Given text:

↓

12. A method as claimed in claims 11 wherein the comparator is one of a current comparator; a charge comparator or a voltage comparator.

13. A method as claimed in claim 1 comprising using an optimized input test vector.

14. A method as claimed in claim 1 comprising checking the response to the output against an optimized checking mask.

15. A method as claimed in claim 1 wherein the n-bit pulse density modulated output stream comprises a single binary stream.

16. A method as claimed in claim 1 wherein the n-bit pulse density modulated output stream comprises a plurality of binary streams.

17. A system for testing a circuit that has an n-bit pulse density modulated output stream in response to an input signal or combination of input signals, the system comprising: means for inputting a test signal to the circuit; means for converting the pulse density modulated output to an analogue signal; and means for checking the actual analogue output against an expected output.

18. A system as claimed in claim 17 wherein the means for converting the pulse density modulated output to an analogue signal comprise a filter.

19. A system as claimed in claim 18 wherein the filter comprises an RC filter and/or an active analogue filter.

20. A system as claimed in claim 17 wherein the means for converting the pulse density modulated output to an analogue signal comprise an integrator.

21. A system as claimed in claim 17 wherein the input signal is a digital test signal.

22. A system as claimed in claim 21 wherein the digital input test signal is binary or has more than two levels.

23. A system as claimed in claim 21 comprising means for converting the digital input to an analogue signal prior to inputting it to the circuit under test.

24. A system as claimed in claim 23 wherein the means for converting the digital input to an analogue signal comprises a filter.

25. A system as claimed in claim 24 wherein the filter comprises an RC filter and/or an active analogue filter.

26. A system as claimed in claim 17 wherein the means for converting the digital input to an analogue signal comprise an integrator.

27. A system as claimed in claim 17 wherein the means for checking the converted signal comprise a comparator.

28. A system as claimed in claim 27 wherein the comparator is any one of a voltage comparator; a current comparator or a charge comparator.

29. A system as claimed in claim 17 comprising operable to use an optimized input test vector.

30. A system as claimed in any of claims 17 to 29 comprising means for checking the response to the output against an optimized checking mask.

31. A system as claimed in claim 17 wherein the n-bit pulse density modulated output stream comprises a single binary stream.

↑

Entries shown:
↓

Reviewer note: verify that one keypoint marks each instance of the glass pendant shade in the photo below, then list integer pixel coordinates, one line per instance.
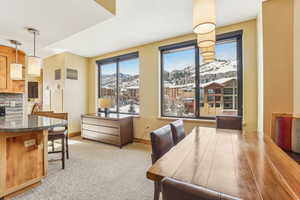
(208, 51)
(34, 66)
(204, 16)
(206, 40)
(208, 57)
(16, 72)
(209, 60)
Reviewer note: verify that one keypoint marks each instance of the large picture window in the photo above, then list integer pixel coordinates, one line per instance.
(192, 89)
(118, 80)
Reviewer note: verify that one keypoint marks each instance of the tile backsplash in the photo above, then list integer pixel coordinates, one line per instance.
(12, 102)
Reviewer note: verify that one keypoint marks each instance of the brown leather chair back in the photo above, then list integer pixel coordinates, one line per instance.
(229, 122)
(177, 190)
(177, 128)
(161, 141)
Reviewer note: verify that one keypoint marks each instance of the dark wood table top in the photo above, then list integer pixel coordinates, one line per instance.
(241, 165)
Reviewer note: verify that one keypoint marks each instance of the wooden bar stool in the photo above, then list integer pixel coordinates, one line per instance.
(58, 133)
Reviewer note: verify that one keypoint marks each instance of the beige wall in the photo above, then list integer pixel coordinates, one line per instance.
(260, 73)
(278, 58)
(73, 95)
(149, 81)
(297, 56)
(110, 5)
(76, 93)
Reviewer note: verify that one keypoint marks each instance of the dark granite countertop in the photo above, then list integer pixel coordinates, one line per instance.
(24, 123)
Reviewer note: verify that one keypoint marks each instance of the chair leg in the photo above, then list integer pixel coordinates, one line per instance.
(67, 146)
(156, 190)
(63, 152)
(52, 144)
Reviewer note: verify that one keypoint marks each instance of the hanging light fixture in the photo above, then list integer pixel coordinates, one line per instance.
(34, 62)
(16, 72)
(206, 40)
(204, 16)
(206, 61)
(208, 51)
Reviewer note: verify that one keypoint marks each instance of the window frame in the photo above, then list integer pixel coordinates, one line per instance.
(117, 60)
(238, 36)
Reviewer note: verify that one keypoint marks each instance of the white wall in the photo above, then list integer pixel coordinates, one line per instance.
(260, 71)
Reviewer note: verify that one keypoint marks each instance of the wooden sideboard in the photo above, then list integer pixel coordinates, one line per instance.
(7, 57)
(116, 129)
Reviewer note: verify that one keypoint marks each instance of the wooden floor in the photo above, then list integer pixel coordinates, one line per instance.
(241, 165)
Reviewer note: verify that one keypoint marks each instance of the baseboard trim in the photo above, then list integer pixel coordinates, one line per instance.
(142, 141)
(74, 134)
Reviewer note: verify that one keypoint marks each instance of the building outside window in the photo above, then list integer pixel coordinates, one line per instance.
(192, 89)
(119, 81)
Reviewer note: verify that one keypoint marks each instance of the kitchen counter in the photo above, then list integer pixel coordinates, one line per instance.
(24, 152)
(21, 123)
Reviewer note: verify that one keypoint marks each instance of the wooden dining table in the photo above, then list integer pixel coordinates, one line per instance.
(233, 163)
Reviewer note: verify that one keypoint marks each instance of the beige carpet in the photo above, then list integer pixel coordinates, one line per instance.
(97, 171)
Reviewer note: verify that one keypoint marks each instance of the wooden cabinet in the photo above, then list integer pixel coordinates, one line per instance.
(8, 56)
(114, 129)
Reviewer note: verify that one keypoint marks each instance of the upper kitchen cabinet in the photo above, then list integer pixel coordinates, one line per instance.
(8, 56)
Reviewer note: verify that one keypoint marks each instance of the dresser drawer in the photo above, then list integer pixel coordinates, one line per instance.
(101, 122)
(101, 137)
(102, 129)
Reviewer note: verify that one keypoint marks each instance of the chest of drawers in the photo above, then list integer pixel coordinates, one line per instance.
(116, 129)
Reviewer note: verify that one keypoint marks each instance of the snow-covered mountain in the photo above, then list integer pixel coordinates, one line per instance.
(208, 72)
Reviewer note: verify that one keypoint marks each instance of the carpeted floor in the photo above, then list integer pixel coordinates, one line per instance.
(97, 171)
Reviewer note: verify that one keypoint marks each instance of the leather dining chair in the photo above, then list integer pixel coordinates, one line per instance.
(162, 142)
(177, 190)
(178, 133)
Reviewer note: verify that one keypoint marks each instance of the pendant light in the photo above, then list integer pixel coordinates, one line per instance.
(34, 62)
(206, 40)
(206, 61)
(208, 51)
(16, 72)
(204, 16)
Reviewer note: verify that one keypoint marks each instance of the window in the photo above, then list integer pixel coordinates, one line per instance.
(118, 80)
(192, 89)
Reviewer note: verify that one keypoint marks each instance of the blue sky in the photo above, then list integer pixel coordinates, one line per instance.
(178, 60)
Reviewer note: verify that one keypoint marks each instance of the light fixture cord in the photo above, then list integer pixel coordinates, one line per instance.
(34, 35)
(16, 53)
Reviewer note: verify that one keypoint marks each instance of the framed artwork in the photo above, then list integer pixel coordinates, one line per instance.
(72, 74)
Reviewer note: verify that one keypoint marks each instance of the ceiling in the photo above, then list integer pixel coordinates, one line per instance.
(55, 19)
(88, 29)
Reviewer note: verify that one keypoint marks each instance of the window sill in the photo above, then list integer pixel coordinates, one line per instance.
(210, 121)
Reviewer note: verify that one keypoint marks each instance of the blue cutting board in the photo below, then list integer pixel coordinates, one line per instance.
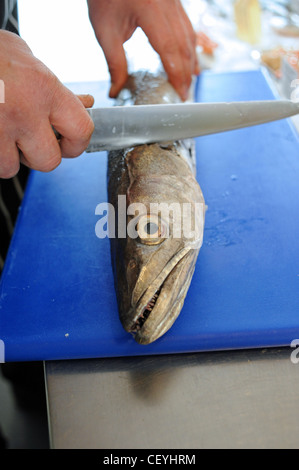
(57, 298)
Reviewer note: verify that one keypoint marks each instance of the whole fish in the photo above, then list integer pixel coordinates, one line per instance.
(154, 260)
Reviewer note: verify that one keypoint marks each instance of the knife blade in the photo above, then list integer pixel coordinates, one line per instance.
(121, 127)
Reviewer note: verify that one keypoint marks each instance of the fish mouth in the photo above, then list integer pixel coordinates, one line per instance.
(161, 303)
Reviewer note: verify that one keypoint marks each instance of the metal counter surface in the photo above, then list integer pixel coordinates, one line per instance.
(228, 399)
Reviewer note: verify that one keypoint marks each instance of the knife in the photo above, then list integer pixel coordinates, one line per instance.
(121, 127)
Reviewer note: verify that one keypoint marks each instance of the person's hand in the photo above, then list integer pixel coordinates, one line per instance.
(167, 27)
(34, 101)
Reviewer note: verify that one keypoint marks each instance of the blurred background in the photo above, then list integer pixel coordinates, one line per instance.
(231, 35)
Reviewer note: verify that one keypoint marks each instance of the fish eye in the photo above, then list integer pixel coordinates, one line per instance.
(151, 229)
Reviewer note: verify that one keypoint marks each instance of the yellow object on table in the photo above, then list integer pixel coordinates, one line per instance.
(248, 20)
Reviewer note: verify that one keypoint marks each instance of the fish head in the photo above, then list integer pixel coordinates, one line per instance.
(165, 222)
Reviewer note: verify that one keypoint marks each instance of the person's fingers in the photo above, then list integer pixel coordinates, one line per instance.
(9, 157)
(86, 100)
(174, 41)
(112, 45)
(69, 117)
(39, 148)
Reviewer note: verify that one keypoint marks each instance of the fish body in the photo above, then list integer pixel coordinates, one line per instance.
(154, 260)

↑

Exercise details:
Reproduce everything in the patent claims above from "27. A system" down to "use an optimized input test vector.", word for word.

Response:
27. A system as claimed in claim 17 wherein the means for checking the converted signal comprise a comparator.

28. A system as claimed in claim 27 wherein the comparator is any one of a voltage comparator; a current comparator or a charge comparator.

29. A system as claimed in claim 17 comprising operable to use an optimized input test vector.